▸ **Work request**
From first line to last, print the records exactly, but leave out the pictures.

▸ **Source material**
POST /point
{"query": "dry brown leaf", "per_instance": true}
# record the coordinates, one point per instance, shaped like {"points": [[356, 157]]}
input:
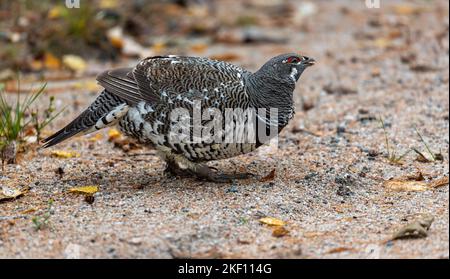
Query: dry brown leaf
{"points": [[439, 182], [404, 9], [400, 185], [86, 190], [415, 183], [416, 229], [27, 211], [199, 48], [113, 134], [271, 221], [51, 62], [96, 137], [8, 193], [269, 177], [280, 231], [339, 250], [65, 154]]}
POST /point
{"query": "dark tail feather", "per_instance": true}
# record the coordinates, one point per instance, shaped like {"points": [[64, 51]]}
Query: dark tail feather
{"points": [[75, 127], [103, 112]]}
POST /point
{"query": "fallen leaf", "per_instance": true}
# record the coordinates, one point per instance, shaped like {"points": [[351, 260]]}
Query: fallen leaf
{"points": [[280, 231], [113, 134], [74, 63], [51, 62], [401, 185], [65, 154], [404, 9], [96, 137], [199, 48], [108, 4], [339, 250], [416, 229], [27, 211], [10, 193], [270, 221], [57, 12], [269, 177], [86, 190], [439, 182]]}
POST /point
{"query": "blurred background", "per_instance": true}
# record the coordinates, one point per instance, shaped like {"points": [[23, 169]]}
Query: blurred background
{"points": [[374, 109]]}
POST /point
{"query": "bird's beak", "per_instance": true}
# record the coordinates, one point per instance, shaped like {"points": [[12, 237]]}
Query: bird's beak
{"points": [[308, 61]]}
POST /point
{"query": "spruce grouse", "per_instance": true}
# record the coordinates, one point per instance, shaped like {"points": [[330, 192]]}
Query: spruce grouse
{"points": [[141, 101]]}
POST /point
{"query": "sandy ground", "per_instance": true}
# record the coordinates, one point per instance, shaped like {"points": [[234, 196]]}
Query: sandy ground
{"points": [[330, 164]]}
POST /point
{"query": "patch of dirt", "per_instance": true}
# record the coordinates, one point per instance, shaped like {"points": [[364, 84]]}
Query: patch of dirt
{"points": [[330, 164]]}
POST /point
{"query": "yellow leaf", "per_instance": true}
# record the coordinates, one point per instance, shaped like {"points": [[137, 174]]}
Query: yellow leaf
{"points": [[407, 9], [279, 231], [439, 182], [74, 62], [113, 134], [7, 193], [65, 154], [96, 137], [382, 42], [271, 221], [108, 4], [398, 185], [87, 190], [199, 48], [51, 62]]}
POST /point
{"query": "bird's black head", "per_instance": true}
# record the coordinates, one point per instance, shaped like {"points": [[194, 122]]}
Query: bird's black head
{"points": [[287, 67]]}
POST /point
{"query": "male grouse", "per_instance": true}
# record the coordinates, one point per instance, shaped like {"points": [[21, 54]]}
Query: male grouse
{"points": [[141, 101]]}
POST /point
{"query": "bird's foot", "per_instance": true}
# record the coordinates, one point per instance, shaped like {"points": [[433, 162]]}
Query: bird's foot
{"points": [[211, 174]]}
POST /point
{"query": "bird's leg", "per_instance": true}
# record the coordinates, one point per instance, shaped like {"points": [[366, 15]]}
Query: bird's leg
{"points": [[205, 172], [179, 165]]}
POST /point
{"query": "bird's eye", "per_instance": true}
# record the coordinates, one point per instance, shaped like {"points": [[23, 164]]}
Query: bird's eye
{"points": [[293, 60]]}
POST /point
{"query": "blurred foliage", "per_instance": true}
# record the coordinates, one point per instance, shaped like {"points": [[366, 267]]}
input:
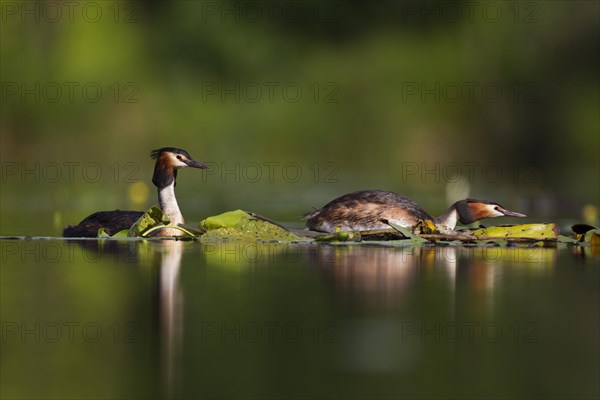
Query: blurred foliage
{"points": [[185, 74]]}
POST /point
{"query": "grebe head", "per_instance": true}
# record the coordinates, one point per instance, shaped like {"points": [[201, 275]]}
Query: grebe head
{"points": [[168, 161], [471, 210]]}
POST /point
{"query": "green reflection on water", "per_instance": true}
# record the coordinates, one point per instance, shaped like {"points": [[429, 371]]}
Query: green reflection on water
{"points": [[180, 319]]}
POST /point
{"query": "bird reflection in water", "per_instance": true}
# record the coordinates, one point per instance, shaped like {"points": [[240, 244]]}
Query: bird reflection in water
{"points": [[387, 275], [170, 303]]}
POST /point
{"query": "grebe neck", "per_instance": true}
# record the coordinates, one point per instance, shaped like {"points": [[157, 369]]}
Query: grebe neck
{"points": [[168, 204]]}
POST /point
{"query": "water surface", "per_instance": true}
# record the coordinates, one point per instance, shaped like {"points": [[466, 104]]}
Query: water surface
{"points": [[140, 319]]}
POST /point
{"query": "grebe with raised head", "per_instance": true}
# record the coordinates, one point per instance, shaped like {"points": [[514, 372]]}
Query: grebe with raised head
{"points": [[168, 161], [368, 209]]}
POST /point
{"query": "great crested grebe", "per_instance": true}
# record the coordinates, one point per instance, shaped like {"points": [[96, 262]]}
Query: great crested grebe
{"points": [[368, 209], [168, 161]]}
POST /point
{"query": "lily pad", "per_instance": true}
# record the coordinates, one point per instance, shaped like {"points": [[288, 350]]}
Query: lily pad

▸ **Response for this exercise**
POST /point
{"query": "dry brown leaf", "per_instance": true}
# record the coordinates, one point per instance, shaped like {"points": [[356, 157]]}
input:
Query: dry brown leaf
{"points": [[439, 182], [404, 9], [400, 185], [86, 190], [415, 183], [416, 229], [27, 211], [199, 48], [113, 134], [271, 221], [51, 62], [96, 137], [8, 193], [269, 177], [280, 231], [339, 250], [65, 154]]}
POST /point
{"query": "dark tail feather", "per_instance": true}
# record the coordinates, one point per instance, shaped like {"points": [[64, 51]]}
Query: dark tail feather
{"points": [[75, 127], [103, 112]]}
POST /point
{"query": "fallen leaf", "per_instance": true}
# record the coordinates, one point per instance, shaped like {"points": [[351, 260]]}
Query: fallen leaf
{"points": [[280, 231], [113, 134], [74, 63], [51, 62], [401, 185], [65, 154], [404, 9], [96, 137], [199, 48], [108, 4], [339, 250], [416, 229], [27, 211], [10, 193], [270, 221], [57, 12], [269, 177], [86, 190], [439, 182]]}
POST /point
{"query": "blurred background", "per_instance": true}
# record the coordinates, one point per instance, shaped like {"points": [[23, 169]]}
Query: blurred background
{"points": [[374, 109]]}
POST /point
{"query": "bird's beak", "per_instance": true}
# record the coordinates, one point per instance, shaped like {"points": [[12, 237]]}
Query: bird's beak
{"points": [[308, 61]]}
POST /point
{"query": "spruce grouse", "per_instance": true}
# record the coordinates, one point per instance, shaped like {"points": [[330, 192]]}
Query: spruce grouse
{"points": [[141, 101]]}
POST /point
{"query": "sandy ground", "per_instance": true}
# record the coordinates, one point per instance, shaped like {"points": [[234, 196]]}
Query: sandy ground
{"points": [[330, 164]]}
POST /point
{"query": "patch of dirt", "per_instance": true}
# record the coordinates, one point per instance, shaped like {"points": [[364, 84]]}
Query: patch of dirt
{"points": [[330, 164]]}
POST /point
{"query": "yellow leaf", "per_instance": true}
# record the coordinates, one point per instance, shaped like {"points": [[137, 174]]}
Query: yellow leaf
{"points": [[407, 9], [279, 231], [439, 182], [74, 62], [113, 134], [7, 193], [65, 154], [96, 137], [382, 42], [271, 221], [108, 4], [398, 185], [87, 190], [199, 48], [51, 62]]}
POST /point
{"query": "bird's black head", "per_instance": true}
# record the coordinates, one point per instance, shaped like {"points": [[194, 122]]}
Query: bird's black head
{"points": [[287, 67]]}
POST /point
{"query": "male grouse", "per_instance": true}
# record the coordinates, one point per instance, shaped like {"points": [[21, 54]]}
Query: male grouse
{"points": [[141, 101]]}
POST /point
{"query": "bird's foot", "per_instance": true}
# record the coordinates, one point per instance, shaped like {"points": [[433, 162]]}
Query: bird's foot
{"points": [[211, 174]]}
POST /point
{"query": "bird's leg", "per_instance": true}
# record the coordinates, one point per instance, shaped like {"points": [[366, 15]]}
Query: bird's leg
{"points": [[205, 172], [179, 165]]}
POST /point
{"query": "bird's eye", "per_instance": true}
# record the coordinates, one point per instance, shaped like {"points": [[23, 164]]}
Query: bird's eye
{"points": [[293, 60]]}
POST /point
{"query": "blurred foliage", "per_instance": true}
# record the coordinates, one point per instance, shaped like {"points": [[366, 267]]}
input:
Query: blurred foliage
{"points": [[185, 74]]}
POST /point
{"query": "grebe head", "per_instance": true}
# record the coordinates, one point per instance, shaped like {"points": [[201, 275]]}
Query: grebe head
{"points": [[168, 161], [471, 210]]}
POST /point
{"query": "green reflection on water", "per_instance": true}
# record the coordinates, one point per instance, shaped like {"points": [[429, 371]]}
Query: green reflection on water
{"points": [[180, 319]]}
POST /point
{"query": "bird reflection in water", "per_instance": true}
# record the coordinates, one point per instance, shaped like {"points": [[240, 244]]}
Query: bird reflection in water
{"points": [[387, 275], [170, 303]]}
POST /point
{"query": "grebe neck", "per_instance": true}
# record the coordinates, one point per instance, shaped like {"points": [[157, 369]]}
Query: grebe neck
{"points": [[168, 204]]}
POST /point
{"query": "water surface", "per_instance": true}
# record the coordinates, one point per instance, shaped like {"points": [[466, 104]]}
Query: water surface
{"points": [[140, 319]]}
POST /point
{"query": "grebe with raised head", "per_instance": true}
# record the coordinates, one point per instance, shaped like {"points": [[514, 372]]}
Query: grebe with raised head
{"points": [[168, 161], [368, 209]]}
POST /point
{"query": "great crested grebe", "per_instance": true}
# record the coordinates, one point per instance, shaped like {"points": [[96, 262]]}
Query: great crested grebe
{"points": [[368, 209], [168, 161]]}
POST /point
{"query": "lily pad", "per_instance": true}
# record the coordinates, one point per instance, shaped like {"points": [[288, 350]]}
Query: lily pad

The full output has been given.